Excerpts from a dataset:
★ ★ ★ ★ ★
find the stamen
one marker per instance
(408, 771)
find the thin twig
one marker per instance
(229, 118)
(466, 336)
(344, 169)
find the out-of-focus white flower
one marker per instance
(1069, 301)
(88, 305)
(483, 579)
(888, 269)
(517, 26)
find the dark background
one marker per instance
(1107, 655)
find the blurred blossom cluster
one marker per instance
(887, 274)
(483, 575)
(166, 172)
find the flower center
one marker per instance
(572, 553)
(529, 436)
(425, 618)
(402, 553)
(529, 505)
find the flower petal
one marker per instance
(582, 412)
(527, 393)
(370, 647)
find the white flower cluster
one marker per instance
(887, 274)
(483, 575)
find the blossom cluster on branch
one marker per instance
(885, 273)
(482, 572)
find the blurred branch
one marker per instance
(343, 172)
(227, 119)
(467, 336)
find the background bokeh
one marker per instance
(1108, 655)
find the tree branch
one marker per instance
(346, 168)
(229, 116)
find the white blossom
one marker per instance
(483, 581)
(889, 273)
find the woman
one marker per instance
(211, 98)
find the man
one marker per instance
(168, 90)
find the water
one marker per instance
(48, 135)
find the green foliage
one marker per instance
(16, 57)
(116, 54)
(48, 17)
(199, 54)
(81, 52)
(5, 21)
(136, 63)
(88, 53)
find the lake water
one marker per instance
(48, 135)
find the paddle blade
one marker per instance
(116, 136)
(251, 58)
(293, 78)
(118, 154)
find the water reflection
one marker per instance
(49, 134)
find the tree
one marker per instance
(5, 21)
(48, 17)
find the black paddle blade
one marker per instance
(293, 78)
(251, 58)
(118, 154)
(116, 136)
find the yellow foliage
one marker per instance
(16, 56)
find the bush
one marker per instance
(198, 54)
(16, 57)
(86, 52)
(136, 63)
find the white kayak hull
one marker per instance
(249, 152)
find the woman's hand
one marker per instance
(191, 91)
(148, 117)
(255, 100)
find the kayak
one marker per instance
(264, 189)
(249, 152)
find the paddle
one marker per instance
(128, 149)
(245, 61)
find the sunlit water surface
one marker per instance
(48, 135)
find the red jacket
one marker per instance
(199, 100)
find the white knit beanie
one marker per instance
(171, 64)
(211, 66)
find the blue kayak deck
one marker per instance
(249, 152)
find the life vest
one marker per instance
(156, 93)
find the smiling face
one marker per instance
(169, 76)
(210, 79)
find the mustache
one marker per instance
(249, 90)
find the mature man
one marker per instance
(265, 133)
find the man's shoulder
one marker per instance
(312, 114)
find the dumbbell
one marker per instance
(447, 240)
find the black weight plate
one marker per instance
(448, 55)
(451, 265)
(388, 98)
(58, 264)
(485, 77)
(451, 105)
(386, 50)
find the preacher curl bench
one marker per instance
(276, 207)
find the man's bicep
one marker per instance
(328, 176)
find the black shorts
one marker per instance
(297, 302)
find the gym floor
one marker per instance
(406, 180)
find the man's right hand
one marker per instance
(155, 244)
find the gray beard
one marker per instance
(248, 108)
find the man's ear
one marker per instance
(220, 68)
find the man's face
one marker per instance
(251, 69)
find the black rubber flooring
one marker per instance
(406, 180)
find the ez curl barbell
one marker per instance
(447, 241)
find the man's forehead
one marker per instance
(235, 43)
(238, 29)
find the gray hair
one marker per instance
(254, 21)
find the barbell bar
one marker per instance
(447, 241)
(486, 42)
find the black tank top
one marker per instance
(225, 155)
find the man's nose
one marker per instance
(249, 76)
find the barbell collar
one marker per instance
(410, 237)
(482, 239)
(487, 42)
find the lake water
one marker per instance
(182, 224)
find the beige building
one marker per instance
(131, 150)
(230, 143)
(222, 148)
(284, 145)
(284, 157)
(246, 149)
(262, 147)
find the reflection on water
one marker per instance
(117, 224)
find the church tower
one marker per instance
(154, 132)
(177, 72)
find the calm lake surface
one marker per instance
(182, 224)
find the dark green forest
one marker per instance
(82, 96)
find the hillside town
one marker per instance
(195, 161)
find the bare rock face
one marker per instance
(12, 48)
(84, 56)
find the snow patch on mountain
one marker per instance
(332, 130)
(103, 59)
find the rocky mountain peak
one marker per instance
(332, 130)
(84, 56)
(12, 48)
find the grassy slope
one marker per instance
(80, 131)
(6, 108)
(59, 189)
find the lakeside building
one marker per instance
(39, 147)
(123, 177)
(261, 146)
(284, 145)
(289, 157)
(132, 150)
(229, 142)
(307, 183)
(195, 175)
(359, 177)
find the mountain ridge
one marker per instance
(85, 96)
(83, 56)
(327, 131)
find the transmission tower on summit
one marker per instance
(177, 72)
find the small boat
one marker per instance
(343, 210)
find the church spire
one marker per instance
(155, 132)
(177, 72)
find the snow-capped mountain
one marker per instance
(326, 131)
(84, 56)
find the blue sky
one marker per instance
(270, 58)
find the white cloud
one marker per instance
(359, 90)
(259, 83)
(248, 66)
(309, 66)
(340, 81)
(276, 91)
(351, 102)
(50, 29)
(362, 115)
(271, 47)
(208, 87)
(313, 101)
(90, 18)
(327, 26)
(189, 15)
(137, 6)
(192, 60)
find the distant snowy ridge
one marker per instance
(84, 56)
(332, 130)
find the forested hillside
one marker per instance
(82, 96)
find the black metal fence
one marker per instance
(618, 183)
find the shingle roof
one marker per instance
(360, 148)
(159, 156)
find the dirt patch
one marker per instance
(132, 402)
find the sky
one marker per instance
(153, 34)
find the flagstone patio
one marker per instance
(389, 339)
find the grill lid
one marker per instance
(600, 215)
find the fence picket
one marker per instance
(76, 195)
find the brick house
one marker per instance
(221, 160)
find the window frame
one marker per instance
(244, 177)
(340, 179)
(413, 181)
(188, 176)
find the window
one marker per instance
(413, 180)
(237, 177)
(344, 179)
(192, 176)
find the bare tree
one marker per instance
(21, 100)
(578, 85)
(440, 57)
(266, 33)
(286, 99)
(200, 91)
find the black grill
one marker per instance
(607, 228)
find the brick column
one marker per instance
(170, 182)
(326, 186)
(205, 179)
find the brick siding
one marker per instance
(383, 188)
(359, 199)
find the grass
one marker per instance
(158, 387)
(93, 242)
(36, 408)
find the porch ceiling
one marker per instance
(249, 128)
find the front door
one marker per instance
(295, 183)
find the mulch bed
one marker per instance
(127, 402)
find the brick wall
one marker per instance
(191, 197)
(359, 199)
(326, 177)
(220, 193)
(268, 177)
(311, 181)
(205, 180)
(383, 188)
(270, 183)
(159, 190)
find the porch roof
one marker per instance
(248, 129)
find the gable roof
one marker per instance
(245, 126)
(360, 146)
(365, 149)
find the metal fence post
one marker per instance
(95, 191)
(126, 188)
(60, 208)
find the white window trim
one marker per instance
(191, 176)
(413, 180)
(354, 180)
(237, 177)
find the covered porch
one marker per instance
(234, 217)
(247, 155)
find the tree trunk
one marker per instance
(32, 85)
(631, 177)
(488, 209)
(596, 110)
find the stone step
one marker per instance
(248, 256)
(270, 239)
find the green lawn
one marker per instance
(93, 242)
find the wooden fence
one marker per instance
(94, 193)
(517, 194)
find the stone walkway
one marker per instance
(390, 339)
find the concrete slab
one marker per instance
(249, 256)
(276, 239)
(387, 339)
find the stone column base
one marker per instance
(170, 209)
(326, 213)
★ ★ ★ ★ ★
Work to be completed: The lines from the top of the data above down to the line containing "find the flower center" are to be copied exactly; no other line should appear.

Response to the exercise:
find the stamen
one marker per instance
(408, 771)
find the thin twig
one marker per instance
(229, 118)
(466, 336)
(344, 169)
find the out-of-focus white flower
one marker per instance
(1069, 301)
(88, 305)
(483, 579)
(888, 269)
(517, 26)
find the dark background
one marker per instance
(1107, 655)
find the blurred blossom cluster
one marker per instance
(887, 274)
(483, 575)
(166, 172)
find the flower center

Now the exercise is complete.